=== TO BE DONE ===
Please update the stretch of the listing from the line containing "green information sign?" through the line containing "[374,265,428,297]" by replacing "grey pebble" with "gray pebble". Return only those lines, with nothing else changed.

Entries on locating named things:
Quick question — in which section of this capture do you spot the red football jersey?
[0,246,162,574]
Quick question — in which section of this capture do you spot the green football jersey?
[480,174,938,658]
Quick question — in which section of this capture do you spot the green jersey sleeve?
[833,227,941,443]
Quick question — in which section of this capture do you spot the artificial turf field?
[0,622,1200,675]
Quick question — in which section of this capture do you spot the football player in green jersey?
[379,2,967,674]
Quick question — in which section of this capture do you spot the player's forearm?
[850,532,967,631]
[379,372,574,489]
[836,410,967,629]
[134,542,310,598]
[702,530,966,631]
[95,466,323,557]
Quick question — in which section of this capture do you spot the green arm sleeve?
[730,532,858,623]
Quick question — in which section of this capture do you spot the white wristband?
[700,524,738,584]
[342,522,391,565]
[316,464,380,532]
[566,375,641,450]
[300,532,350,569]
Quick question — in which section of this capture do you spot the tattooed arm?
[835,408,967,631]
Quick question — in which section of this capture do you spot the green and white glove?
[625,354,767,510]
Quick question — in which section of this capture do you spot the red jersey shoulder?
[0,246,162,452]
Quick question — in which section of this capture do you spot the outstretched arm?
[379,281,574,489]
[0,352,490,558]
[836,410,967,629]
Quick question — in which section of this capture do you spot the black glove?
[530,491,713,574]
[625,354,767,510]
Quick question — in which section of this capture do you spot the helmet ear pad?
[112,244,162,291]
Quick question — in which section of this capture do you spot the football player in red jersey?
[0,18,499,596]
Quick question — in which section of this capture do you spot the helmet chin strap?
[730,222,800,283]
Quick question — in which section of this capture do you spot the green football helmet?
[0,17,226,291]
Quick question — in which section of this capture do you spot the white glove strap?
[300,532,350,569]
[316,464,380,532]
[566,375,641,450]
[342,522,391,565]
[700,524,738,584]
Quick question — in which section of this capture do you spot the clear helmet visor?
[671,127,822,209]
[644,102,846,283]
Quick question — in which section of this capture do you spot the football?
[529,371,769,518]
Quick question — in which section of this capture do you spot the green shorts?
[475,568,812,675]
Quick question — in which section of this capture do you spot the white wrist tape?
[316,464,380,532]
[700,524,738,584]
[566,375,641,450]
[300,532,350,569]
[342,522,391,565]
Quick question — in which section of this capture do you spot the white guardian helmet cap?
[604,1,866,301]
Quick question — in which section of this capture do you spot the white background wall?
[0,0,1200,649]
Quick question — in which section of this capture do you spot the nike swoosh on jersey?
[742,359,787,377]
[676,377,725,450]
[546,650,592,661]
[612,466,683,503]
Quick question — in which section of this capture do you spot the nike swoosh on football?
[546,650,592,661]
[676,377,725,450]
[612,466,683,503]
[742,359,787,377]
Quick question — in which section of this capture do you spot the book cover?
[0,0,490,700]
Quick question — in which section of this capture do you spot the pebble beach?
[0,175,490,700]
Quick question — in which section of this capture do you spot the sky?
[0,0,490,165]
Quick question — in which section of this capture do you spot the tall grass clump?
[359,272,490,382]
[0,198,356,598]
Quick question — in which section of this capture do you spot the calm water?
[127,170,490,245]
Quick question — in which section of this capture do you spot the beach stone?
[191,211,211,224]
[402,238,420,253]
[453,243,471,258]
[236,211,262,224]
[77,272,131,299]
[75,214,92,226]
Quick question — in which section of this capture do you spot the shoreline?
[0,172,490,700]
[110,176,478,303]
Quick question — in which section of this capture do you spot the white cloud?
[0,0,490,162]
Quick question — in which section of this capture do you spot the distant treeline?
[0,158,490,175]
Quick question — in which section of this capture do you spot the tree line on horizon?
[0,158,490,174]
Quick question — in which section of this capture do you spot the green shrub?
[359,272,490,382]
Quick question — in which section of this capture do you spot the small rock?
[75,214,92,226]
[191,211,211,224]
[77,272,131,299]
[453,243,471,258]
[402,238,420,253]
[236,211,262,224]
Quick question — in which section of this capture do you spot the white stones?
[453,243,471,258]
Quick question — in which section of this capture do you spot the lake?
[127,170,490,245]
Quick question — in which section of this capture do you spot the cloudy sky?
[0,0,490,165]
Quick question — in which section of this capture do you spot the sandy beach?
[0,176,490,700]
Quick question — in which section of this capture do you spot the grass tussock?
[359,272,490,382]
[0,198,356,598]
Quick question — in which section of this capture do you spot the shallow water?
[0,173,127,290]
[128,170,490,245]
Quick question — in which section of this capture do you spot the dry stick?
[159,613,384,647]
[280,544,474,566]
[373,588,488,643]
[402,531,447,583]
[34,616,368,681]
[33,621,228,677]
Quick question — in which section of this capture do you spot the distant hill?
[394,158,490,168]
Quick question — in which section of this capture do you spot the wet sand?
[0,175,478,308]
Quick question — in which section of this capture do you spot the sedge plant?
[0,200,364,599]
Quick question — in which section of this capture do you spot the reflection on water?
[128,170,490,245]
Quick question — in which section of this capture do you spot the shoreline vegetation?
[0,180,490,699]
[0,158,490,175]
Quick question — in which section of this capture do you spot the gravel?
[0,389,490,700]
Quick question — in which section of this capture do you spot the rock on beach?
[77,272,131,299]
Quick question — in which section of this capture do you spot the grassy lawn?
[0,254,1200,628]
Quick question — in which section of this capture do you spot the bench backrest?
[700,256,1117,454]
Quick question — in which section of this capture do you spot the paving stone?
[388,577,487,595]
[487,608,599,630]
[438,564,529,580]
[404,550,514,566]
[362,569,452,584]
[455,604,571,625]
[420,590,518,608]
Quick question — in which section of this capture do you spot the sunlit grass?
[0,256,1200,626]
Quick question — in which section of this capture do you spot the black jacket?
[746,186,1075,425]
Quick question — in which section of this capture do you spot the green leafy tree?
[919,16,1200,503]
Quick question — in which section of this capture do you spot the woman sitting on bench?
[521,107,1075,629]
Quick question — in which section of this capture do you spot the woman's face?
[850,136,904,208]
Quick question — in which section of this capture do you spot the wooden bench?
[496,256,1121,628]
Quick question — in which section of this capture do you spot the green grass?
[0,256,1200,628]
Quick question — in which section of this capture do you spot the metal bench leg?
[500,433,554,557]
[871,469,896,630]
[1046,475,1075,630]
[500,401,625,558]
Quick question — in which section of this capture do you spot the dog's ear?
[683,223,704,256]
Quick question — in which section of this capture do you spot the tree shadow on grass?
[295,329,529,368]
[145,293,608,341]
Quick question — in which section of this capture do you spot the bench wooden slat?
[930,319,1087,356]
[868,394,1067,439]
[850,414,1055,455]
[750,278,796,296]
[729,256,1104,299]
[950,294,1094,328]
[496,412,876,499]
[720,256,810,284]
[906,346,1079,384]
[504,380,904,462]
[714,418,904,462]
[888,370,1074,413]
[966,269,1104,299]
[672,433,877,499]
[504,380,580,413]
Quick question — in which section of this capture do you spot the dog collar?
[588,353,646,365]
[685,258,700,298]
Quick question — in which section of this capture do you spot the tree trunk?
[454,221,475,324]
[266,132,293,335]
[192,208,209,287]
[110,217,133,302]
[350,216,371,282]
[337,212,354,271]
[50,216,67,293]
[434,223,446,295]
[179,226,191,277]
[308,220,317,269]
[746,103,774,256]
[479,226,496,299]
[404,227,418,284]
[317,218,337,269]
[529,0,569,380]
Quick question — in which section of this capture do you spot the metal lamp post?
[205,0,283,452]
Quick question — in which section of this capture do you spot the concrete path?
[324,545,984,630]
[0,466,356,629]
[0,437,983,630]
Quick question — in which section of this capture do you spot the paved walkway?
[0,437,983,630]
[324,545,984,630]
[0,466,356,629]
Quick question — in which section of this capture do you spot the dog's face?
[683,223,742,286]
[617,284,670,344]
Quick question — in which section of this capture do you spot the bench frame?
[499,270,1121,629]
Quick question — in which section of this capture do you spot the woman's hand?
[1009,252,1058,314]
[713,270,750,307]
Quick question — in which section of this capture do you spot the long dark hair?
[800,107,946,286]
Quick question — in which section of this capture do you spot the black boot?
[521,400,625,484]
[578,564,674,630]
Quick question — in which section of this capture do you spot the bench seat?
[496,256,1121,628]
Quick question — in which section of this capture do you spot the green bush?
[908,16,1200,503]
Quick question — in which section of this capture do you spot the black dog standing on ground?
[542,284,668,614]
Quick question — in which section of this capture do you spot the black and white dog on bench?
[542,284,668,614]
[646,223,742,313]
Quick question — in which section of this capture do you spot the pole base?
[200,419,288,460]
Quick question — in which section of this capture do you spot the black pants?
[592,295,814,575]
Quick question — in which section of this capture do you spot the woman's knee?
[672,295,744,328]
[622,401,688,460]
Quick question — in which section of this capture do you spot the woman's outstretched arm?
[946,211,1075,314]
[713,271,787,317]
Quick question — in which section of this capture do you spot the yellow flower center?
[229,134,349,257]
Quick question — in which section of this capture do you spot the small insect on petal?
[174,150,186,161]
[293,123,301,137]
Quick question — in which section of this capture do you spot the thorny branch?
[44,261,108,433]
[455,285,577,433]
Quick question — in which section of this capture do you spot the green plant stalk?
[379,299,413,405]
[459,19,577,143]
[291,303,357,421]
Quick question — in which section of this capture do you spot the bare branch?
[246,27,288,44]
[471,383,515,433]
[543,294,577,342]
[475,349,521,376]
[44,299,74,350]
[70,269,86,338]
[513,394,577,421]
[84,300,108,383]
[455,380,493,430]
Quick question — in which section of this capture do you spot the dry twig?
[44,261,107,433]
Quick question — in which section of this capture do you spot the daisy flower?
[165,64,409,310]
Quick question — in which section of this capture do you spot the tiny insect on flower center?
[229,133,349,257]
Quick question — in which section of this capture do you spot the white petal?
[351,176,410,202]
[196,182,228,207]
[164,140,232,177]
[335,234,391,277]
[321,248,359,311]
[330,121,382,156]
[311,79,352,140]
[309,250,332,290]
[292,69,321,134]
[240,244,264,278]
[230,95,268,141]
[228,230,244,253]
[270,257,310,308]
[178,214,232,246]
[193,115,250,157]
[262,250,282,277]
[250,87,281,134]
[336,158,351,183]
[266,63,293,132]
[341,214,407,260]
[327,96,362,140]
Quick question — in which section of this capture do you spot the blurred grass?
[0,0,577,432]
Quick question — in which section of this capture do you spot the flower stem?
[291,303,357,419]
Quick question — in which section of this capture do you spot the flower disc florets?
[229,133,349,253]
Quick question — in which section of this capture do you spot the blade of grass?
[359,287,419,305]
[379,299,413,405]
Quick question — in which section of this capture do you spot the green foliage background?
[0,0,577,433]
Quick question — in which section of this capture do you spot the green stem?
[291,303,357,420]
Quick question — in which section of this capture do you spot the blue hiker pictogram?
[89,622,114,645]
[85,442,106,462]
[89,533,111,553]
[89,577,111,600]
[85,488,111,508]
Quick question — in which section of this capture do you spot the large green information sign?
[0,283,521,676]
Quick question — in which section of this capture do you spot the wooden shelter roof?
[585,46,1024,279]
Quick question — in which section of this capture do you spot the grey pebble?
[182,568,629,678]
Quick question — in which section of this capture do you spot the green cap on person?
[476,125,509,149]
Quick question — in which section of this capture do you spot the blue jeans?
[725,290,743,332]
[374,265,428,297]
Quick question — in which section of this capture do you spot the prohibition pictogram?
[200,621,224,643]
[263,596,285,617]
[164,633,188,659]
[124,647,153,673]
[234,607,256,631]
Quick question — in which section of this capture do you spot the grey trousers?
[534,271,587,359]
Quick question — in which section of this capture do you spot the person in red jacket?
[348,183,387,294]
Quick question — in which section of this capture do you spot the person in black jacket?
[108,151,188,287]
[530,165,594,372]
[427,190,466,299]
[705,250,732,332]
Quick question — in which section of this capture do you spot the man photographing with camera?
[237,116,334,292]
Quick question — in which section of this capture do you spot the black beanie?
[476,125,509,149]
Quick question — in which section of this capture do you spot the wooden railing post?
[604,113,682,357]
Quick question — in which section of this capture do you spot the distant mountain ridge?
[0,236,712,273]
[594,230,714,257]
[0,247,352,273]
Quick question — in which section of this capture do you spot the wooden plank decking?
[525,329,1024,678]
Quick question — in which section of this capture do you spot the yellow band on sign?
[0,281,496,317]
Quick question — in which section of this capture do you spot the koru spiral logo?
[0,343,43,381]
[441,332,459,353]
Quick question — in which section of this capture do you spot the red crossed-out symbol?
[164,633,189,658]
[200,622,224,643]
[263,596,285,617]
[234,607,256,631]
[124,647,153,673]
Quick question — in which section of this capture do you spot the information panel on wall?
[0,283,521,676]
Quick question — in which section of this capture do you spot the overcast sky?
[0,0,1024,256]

=== SOLUTION ===
Quick question — in which section of this capture do you spot the large green information sign?
[0,283,521,676]
Quick question — in which section of this capture do you spot the wooden shelter roof?
[585,46,1024,279]
Quick question — in which section of this capture do you spot the gray pebble?
[182,568,629,678]
Quick question — in which section of this capture do you spot the green cap on person?
[476,125,509,149]
Quick question — in which section of this capture do you spot the blue jeans?
[725,290,743,332]
[374,265,428,297]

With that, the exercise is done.